__Page__.
----------
When the Red Army set up a Soviet-approved government in Hungary (1944–1945), Rákosi was appointed General Secretary of the Hungarian Communist Party (MKP) (1945). He was a member of the High National Council from 27 September to 7 December 1945. Rákosi was deputy prime minister from 1945 to 1949, and was acting Prime Minister from 1 to 4 February 1946 and on 31 May 1947.

Initially, Rákosi and the Communists appeared willing to work within the system. From 1947 onwards, however, he and the Communists began pressuring the other parties to exclude those not willing to work with the Communists on the grounds that they were "fascists" or fascist sympathisers. Later on, after the Communists won complete control, it was commonly believed that Rákosi referred to this practice as "salami tactics," saying he had destroyed the non-Communist forces in the country by "cutting them off like slices of salami." However, no verified source for the "salami" quote has ever been discovered. According to historian Norman Stone, the term might have been invented by the leader of the Hungarian Independence Party, Zoltán Pfeiffer.

The process began when Smallholder Prime Minister Ferenc Nagy was forced to resign in favour of a more pliant Smallholder, Lajos Dinnyés. By the 1947 elections, the Communists had won a majority, and had largely emasculated the next-largest non-Communist Party, the Social Democrats.

By October 1947, Rákosi had dropped all pretense of liberal democracy. He gave the non-Communist parties an ultimatum: cooperate with a new, Communist-dominated coalition government or go into exile. By the end of 1947, the opposition parties had largely shunted aside their more courageous members, leaving them in the hands of fellow travellers willing to do the Communists' bidding. In the summer of 1948, the Communists forced the Social Democrats to merge with them to form the Hungarian Working People's Party (MDP). However, the few remaining independent-minded Social Democrats were quickly pushed out in short order, leaving the MDP as an enlarged and renamed MKP.
----------
__The records__.
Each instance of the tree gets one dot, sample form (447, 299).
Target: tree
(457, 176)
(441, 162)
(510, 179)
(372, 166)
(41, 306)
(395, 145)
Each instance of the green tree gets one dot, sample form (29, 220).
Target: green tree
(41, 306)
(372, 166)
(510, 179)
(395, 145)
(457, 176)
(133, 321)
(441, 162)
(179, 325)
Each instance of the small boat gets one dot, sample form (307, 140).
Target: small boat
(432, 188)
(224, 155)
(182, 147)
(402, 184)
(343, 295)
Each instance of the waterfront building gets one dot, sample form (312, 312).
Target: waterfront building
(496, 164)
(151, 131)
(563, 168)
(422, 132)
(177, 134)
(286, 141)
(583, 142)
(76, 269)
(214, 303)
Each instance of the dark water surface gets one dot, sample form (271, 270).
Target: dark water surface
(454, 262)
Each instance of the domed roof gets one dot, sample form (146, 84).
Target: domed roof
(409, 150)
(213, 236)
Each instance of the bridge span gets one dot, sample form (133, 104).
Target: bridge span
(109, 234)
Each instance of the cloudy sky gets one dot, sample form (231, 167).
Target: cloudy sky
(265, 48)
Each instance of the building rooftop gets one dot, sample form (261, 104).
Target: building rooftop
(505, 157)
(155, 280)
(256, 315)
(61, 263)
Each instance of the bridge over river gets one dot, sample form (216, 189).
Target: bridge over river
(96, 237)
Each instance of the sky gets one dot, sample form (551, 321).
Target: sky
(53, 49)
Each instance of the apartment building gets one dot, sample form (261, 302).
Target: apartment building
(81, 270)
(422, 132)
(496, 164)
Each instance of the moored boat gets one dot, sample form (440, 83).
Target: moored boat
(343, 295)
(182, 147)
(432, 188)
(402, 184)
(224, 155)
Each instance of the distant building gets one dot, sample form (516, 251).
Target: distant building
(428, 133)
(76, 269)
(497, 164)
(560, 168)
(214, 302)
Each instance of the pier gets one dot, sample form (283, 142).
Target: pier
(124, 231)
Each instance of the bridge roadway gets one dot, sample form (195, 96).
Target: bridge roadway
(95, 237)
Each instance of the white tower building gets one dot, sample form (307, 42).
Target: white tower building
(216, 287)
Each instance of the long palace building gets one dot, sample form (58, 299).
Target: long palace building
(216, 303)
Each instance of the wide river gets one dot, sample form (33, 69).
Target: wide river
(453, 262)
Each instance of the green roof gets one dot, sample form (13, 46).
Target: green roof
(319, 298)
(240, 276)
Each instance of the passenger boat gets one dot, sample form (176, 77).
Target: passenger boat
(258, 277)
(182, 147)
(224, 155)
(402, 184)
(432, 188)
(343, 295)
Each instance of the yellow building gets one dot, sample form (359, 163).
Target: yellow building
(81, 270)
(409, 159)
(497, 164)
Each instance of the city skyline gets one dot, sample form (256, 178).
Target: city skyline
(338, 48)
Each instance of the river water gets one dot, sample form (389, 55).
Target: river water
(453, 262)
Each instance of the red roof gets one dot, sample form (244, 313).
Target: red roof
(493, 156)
----------
__Required task 1__.
Pick out every line in the rows above that contains the string "river". Case counts.
__Required task 2__.
Write the next part of the passage on the Communist takeover in Hungary, picking up after its final sentence.

__Task response 1__.
Each instance of the bridge over river gets one dot, sample form (216, 189).
Target: bridge over river
Each instance of the wide river gets one dot, sample form (33, 69).
Target: wide river
Each instance of the river water gets one dot, sample form (389, 55).
Target: river water

__Task response 2__.
He also pushed out the Smallholder president, Zoltán Tildy, in favour of Social Democrat-turned-Communist Árpád Szakasits, and forced Dinnyés to resign in favour of the openly pro-Communist István Dobi. A year later, elections took place with a single list of candidates. Although non-Communists nominally still figured, in reality they were fellow travellers.

Rákosi described himself as "Stalin's best Hungarian disciple" and "Stalin's best pupil". At the height of his rule, he developed a strong cult of personality around himself.

Approximately 350,000 officials and intellectuals were purged under his rule, from 1948 to 1956. Rákosi imposed totalitarian rule on Hungary — arresting, jailing and killing both real and imagined foes in various waves of Stalin-inspired political purges. In August 1952, he also became Prime Minister (Chairman of the Council of Ministers).

However, in June 1953, Rákosi and other party leaders were summoned to Moscow, where the Soviet leadership dressed down their Hungarian counterparts for Hungary's lackluster economic performance. On 13 June 1953, to appease the Soviet Politburo, Rákosi accepted the Soviet model of collective leadership. While he gave up the premiership to Imre Nagy, he retained the office of General Secretary. Nagy favoured a more humane way of governing, which Rákosi vigorously opposed. On 9 March 1955, the Central Committee of the MDP condemned Nagy for "rightist deviation." Hungarian newspapers joined the attacks and Nagy was blamed for the country's economic problems. On 18 April, the National Assembly unanimously sacked Nagy from his post. Although the Kremlin frowned on a return of Rákosi to the premiership, he and Nagy's successor, András Hegedüs, quickly put the country back on its previous Stalinist course.

Economic policy

The post-war Hungarian economy suffered from multiple challenges. The most important was the destruction of infrastructure in the war (40% of national wealth, including all bridges, railways, raw materials, machinery, etc.). Hungary agreed to pay war reparations totalling approximately US$300 million, to the Soviet Union, Czechoslovakia and Yugoslavia, and to support Soviet garrisons. 

The Hungarian National Bank in 1946 estimated the cost of reparations as "between 19 and 22 percent of the annual national income." In spite of this, after the highest historical rate of inflation in world history, a new, stable currency was successfully introduced in August 1946 on the basis of the plans of the Communist Party and the Social Democratic Party. The low production of consumer goods and the backwardness of light industry resulted in frequent shortages, especially in the countryside, leading to discontent. In addition, the huge investments in military sectors after the outbreak of the Korean War further reduced the supply of consumer goods. Due to shortages, forced savings (state bond sales to the population) and below-inflation wage increases were introduced.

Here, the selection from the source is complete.